-- Task goal --
What is needed is an exact copy of the entries below, from the line that contains "segment pale sky, every instance" through the final line, both included, and nothing else.

(Dataset entries)
────────────────────

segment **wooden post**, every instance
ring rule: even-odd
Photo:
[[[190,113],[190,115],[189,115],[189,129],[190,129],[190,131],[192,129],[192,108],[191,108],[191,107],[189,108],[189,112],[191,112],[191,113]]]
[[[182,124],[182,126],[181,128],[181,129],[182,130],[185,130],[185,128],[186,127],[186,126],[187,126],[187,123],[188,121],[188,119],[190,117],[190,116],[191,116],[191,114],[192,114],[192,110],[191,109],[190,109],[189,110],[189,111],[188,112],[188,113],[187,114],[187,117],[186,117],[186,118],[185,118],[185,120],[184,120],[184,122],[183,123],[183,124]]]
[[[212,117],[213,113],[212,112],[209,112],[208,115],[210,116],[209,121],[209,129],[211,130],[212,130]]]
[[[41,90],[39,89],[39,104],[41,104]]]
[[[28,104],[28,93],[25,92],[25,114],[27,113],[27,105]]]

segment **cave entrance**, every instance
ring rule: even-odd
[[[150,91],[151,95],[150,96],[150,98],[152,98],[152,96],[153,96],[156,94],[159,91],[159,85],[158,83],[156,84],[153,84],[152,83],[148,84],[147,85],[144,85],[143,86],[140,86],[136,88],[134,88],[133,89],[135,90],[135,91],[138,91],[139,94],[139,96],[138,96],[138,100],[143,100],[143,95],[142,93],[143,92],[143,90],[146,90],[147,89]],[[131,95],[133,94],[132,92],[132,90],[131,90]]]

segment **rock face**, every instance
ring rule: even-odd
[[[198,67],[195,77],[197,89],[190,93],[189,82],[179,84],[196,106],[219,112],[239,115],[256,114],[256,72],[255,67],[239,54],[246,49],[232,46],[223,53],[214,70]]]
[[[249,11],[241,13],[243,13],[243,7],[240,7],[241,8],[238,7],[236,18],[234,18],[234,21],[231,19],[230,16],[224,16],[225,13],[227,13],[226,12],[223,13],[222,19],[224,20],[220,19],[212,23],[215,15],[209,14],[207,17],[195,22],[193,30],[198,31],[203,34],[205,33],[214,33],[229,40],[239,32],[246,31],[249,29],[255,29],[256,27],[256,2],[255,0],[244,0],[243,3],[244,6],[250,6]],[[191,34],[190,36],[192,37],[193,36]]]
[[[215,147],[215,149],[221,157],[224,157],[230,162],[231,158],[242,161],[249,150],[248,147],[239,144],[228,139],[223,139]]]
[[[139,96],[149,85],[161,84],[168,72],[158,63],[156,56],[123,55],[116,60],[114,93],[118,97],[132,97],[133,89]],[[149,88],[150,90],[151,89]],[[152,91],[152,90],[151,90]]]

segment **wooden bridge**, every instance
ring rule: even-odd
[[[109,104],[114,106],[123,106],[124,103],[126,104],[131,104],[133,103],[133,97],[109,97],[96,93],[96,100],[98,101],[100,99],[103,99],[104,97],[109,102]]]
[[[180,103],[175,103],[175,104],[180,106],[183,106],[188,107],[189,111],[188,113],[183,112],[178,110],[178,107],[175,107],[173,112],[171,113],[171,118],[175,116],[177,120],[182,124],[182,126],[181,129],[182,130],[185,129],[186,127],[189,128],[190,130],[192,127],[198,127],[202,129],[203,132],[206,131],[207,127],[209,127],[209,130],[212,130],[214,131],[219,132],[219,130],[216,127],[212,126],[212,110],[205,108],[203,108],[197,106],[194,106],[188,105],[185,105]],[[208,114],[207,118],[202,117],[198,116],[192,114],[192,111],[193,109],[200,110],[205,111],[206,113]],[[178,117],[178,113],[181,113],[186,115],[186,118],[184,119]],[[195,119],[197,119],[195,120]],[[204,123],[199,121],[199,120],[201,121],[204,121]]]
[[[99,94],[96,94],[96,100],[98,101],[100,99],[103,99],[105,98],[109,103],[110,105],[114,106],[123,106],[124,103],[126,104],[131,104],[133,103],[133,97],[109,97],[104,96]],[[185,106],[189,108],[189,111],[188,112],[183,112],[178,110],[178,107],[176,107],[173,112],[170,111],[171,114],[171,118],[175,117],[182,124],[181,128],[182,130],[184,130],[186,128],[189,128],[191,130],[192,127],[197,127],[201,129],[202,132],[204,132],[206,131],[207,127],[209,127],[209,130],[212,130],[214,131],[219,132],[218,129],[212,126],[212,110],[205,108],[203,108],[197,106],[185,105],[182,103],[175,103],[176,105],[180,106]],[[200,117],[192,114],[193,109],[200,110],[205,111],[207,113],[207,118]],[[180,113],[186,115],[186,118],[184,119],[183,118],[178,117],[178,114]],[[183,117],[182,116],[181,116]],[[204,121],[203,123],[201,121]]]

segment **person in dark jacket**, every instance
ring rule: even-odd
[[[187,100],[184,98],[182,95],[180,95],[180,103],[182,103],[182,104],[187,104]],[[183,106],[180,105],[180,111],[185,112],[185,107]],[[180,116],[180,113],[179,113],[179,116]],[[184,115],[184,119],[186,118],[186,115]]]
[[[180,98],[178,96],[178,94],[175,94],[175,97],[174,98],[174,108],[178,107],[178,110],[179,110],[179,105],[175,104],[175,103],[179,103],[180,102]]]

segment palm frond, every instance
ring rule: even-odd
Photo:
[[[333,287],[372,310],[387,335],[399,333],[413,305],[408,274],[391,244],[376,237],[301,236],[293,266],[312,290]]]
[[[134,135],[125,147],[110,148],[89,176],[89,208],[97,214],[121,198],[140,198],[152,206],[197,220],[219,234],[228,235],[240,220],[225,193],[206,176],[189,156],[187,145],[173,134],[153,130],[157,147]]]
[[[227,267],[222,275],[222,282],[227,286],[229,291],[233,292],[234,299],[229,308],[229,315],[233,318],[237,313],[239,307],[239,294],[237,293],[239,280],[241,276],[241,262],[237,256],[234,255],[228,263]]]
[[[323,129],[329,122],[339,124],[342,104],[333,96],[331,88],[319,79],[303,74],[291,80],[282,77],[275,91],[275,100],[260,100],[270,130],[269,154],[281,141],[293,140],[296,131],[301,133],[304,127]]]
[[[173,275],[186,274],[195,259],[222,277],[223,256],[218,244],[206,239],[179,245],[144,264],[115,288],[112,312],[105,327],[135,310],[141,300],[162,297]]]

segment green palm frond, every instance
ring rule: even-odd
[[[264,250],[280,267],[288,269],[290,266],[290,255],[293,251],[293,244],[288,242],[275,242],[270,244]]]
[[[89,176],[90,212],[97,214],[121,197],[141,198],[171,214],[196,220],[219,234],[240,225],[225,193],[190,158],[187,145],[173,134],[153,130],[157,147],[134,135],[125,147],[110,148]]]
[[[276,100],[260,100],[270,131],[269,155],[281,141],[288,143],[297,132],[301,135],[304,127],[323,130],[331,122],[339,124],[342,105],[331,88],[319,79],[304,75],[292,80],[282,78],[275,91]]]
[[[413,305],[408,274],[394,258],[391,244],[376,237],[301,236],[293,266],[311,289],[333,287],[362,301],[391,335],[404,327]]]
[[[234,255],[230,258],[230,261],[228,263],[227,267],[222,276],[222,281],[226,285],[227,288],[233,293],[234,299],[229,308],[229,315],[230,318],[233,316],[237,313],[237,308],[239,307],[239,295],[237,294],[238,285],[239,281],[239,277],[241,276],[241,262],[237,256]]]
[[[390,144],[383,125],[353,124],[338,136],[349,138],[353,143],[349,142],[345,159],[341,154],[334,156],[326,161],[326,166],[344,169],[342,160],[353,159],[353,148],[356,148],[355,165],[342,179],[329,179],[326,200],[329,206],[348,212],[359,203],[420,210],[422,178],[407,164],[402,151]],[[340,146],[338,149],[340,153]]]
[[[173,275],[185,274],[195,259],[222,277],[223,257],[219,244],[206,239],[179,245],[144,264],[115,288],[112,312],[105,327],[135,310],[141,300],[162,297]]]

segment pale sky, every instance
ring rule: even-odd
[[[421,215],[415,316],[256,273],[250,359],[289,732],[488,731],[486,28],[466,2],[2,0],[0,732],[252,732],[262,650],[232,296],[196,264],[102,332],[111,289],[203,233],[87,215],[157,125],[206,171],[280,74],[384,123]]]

────────────────────

-- Full answer --
segment pale sky, every instance
ring rule: even-odd
[[[421,215],[415,316],[256,273],[250,359],[289,732],[488,731],[486,28],[466,2],[2,0],[0,732],[252,732],[262,650],[232,296],[196,264],[102,332],[111,289],[203,233],[87,215],[157,125],[206,171],[280,74],[384,123]]]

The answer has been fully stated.